- [Directions]: Carry on the article about the Scottish Socialist politician Rosie Kane from the point where it ends.

[[ Source document, beginning ]]

Rosie Kane | |
Constituency Mp: | Glasgow |
Parliament: | Scottish |
Term Start: | 1 May 2003 |
Term End: | 2 April 2007 |
Birth Date: | 5 June 1961 |
Birthname: | Rosemary McGarvey |
Party: | Scottish Socialist Party |
Spouse: | Divorced 1998. Married 2019. |
Children: | Two daughters and three step children. |
Rosemary "Rosie" Kane (née McGarvey; born 5 June 1961) is a Scottish Socialist Party politician. She was a Member of the Scottish Parliament (MSP) for the Glasgow Region from 2003 to 2007.
Kane entered politics after becoming involved in a campaign against the extension of the M77 motorway. In 1996 she was the first ever candidate of the newly formed Scottish Socialist Alliance when she contested a Glasgow City Council by-election in the Toryglen ward, an area threatened by the M74 extension plan, and came third with 18% of the vote. After this she was an election candidate a number of times for the Scottish Socialist Alliance and its successor the Scottish Socialist Party. She served on the National Executive committee of the party for a number of years and as the party's environmental spokesperson, writing a column "One World" for the Scottish Socialist Voice.
Kane stood for election to the Scottish Parliament in 2003, and was placed second on the party's list in Glasgow region. She was elected alongside Tommy Sheridan, who was first on the list.[1] [2] In her victory speech, she stated how she planned to shake up the Parliament, stating "They're going to be amazed at all the madness and craziness that's going to happen in there".[3]
MSPs are required to swear an oath of allegiance to the Queen before they can take their seat in Parliament. As the Scottish Socialist Party is a republican party, their MSPs held various protests during the oath ceremony, during which Kane took her oath with her hand raised which had the words "My oath is to the people" written on it.[4]
On 6 November 2003, Kane appeared on Question Time alongside the SNP's Alex Salmond, Labour MSP Cathy Jamieson, Tory MP Francis Maude and Peter Oborne of The Spectator. Host David Dimbleby referred to her contribution as "eloquent and intriguing". According to the Scottish Socialist Voice, Kane faced accusations from the audience that the SSP were slow to condemn Palestinian suicide bombers she responded by saying she "condemned all attacks on innocent people, emphasising Israel's fault regarding non-negotiations in the on-going conflict".[5]
In late 2003, she announced that she was taking a short break from politics to deal with clinical depression. She returned to work early in 2004.[6] [7]
In 2005, Kane accepted an invitation to meet Fidel Castro at a conference in Cuba.[8] [9] Later in 2005, she took part in an anti-nuclear protest, locking herself to a model of a nuclear submarine outside the Scottish Parliament building.[10] She was fined £150 for the demonstration, and was imprisoned in Cornton Vale for 14 days in October 2006 after refusing to pay. In January 2007, she was arrested but not charged for taking part in a peaceful anti-nuclear demonstration at Faslane, as part of the Faslane 365 campaign.

[[ Source document, end ]]
[[ Provided material, beginning ]]

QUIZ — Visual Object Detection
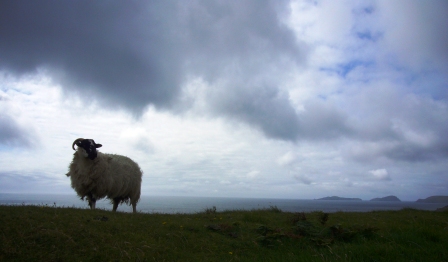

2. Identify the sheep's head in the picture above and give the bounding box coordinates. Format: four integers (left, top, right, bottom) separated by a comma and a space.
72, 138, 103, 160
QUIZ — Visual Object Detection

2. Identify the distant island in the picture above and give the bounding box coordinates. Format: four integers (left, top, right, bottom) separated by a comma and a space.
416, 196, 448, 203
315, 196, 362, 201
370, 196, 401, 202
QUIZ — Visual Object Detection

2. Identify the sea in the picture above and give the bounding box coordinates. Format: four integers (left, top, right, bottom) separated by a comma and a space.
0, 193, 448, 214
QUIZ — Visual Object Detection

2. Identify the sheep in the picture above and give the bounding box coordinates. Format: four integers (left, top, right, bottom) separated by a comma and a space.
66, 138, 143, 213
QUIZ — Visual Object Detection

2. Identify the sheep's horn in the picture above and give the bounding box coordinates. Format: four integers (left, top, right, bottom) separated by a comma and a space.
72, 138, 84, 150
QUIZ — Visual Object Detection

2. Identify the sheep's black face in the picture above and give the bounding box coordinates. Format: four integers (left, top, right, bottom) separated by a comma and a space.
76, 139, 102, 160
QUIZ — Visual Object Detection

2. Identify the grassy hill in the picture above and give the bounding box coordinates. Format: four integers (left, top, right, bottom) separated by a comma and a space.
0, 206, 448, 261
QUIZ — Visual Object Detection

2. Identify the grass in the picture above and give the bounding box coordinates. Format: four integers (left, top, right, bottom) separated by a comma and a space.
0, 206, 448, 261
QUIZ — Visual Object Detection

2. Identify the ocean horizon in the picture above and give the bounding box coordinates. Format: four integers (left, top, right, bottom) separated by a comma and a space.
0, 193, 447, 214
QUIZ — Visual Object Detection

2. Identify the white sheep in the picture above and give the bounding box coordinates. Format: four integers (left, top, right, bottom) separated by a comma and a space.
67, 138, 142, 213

[[ Provided material, end ]]
[[ Provided material, beginning ]]

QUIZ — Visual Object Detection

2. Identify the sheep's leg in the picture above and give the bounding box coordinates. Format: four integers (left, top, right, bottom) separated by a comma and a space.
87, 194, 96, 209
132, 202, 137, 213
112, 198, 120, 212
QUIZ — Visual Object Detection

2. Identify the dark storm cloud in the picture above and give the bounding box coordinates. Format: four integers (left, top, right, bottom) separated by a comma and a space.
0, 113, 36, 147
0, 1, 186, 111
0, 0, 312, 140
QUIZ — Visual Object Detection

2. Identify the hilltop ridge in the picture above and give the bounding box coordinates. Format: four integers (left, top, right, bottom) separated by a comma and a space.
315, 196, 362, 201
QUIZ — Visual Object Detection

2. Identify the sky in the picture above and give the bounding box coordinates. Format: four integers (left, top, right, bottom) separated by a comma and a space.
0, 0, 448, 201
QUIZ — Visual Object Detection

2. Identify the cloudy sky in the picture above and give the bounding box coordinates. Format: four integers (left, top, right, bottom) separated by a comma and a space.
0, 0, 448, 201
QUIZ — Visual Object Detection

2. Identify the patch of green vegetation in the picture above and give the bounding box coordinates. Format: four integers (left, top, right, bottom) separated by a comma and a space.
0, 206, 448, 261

[[ Provided material, end ]]

- [Answer for this exercise]:
In June 2005, along with fellow socialist MSPs Carolyn Leckie, Frances Curran, and Colin Fox, she was suspended from the Scottish Parliament for the month of September for disrupting parliamentary proceedings in a peaceful protest in the chamber. They were highlighting the issue of the right to protest outside the Gleneagles Hotel, the site of the 31st G8 summit.
During her time in parliament, she also campaigned against the treatment of toxic waste in South East Glasgow, against water fluoridation and against GM crops. She remains active in the fight to end the detention of children at Dungavel asylum detention centre, as well as campaigns for migrants rights and against dawn raids. She personally paid the bail for a Cameroonian woman called Mercy Ikolo and her Ireland-born 18-month-old baby to allow them to leave the centre, inviting them to stay with her and her daughters in their tenement flat until their visa issues were resolved.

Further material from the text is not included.